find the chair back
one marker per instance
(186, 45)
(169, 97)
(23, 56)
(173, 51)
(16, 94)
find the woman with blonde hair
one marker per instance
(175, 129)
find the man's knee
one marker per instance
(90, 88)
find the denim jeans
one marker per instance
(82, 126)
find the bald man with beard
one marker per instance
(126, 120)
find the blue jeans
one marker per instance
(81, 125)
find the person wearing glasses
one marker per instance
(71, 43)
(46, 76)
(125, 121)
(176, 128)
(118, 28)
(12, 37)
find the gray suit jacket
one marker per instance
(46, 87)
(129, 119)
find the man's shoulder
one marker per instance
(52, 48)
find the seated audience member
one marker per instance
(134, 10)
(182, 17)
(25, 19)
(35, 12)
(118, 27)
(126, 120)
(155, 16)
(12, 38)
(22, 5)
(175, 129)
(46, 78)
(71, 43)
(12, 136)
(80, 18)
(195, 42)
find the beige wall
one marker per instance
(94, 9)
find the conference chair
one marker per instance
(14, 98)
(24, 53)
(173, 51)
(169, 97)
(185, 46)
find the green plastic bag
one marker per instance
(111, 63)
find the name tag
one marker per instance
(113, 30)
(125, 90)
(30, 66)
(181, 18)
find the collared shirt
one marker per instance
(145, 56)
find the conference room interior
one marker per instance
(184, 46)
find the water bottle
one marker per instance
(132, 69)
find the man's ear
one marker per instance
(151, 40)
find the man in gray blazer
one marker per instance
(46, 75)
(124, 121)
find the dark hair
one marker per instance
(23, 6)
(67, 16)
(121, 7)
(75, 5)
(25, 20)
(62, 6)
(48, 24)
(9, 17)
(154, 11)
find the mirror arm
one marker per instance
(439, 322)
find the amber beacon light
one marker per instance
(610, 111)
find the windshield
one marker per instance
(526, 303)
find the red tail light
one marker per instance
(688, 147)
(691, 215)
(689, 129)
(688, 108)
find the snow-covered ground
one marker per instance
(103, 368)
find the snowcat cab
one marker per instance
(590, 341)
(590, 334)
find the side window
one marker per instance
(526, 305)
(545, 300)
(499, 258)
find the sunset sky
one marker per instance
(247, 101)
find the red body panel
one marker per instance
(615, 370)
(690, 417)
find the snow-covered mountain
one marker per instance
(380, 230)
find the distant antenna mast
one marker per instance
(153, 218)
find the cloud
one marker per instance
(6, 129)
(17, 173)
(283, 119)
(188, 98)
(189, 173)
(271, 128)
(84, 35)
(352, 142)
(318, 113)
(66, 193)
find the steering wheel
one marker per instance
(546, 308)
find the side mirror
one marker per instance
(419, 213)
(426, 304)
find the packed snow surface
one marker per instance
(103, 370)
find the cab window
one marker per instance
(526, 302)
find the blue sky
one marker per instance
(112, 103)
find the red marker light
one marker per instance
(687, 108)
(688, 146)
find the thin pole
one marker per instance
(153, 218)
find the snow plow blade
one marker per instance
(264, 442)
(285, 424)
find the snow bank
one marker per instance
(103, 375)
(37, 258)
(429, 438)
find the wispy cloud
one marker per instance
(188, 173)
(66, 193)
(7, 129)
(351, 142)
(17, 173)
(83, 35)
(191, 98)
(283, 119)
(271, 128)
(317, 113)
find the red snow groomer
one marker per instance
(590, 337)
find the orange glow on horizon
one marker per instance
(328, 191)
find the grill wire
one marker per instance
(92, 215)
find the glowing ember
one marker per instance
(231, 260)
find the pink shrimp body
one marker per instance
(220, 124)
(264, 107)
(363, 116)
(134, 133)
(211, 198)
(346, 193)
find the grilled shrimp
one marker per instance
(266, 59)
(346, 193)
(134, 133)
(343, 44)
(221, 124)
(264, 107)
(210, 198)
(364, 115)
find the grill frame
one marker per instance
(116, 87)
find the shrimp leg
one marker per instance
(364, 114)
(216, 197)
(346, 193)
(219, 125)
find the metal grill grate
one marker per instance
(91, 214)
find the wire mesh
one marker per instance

**WRITTEN TASK**
Rewrite the entries from the line containing "find the wispy cloud" through the end of the entries as a Markdown table with the columns Row and Entry line. Number each line in Row, put its text in Entry line, and leave out any blank lines.

**OUTPUT FOR THIS EXERCISE**
| Row | Entry line |
|---|---|
| 1 | find the wispy cloud |
| 2 | one marker per instance |
| 3 | (188, 173) |
| 4 | (66, 193) |
| 5 | (7, 129) |
| 6 | (351, 142) |
| 7 | (17, 173) |
| 8 | (83, 35) |
| 9 | (191, 98) |
| 10 | (283, 119) |
| 11 | (271, 128) |
| 12 | (317, 113) |
| 13 | find the red snow groomer |
| 14 | one marker per instance |
| 15 | (590, 337) |
| 16 | find the orange glow on horizon |
| 17 | one marker per instance |
| 18 | (328, 191) |
| 19 | find the grill wire |
| 20 | one marker per instance |
| 21 | (92, 215) |
| 22 | find the glowing ember |
| 23 | one marker per instance |
| 24 | (231, 260) |
| 25 | find the pink shrimp body |
| 26 | one marker per instance |
| 27 | (220, 124) |
| 28 | (264, 107) |
| 29 | (363, 116) |
| 30 | (134, 133) |
| 31 | (211, 198) |
| 32 | (346, 193) |
| 33 | find the grilled shrimp |
| 34 | one marker per instance |
| 35 | (266, 59) |
| 36 | (346, 193) |
| 37 | (134, 133) |
| 38 | (343, 44) |
| 39 | (221, 124) |
| 40 | (264, 107) |
| 41 | (210, 198) |
| 42 | (364, 115) |
| 43 | find the grill frame |
| 44 | one marker per instance |
| 45 | (116, 87) |
| 46 | find the shrimp leg |
| 47 | one marker per instance |
| 48 | (364, 114) |
| 49 | (216, 197) |
| 50 | (346, 193) |
| 51 | (219, 125) |
| 52 | find the metal grill grate |
| 53 | one marker per instance |
| 54 | (91, 214) |
| 55 | find the wire mesh |
| 56 | one marker per instance |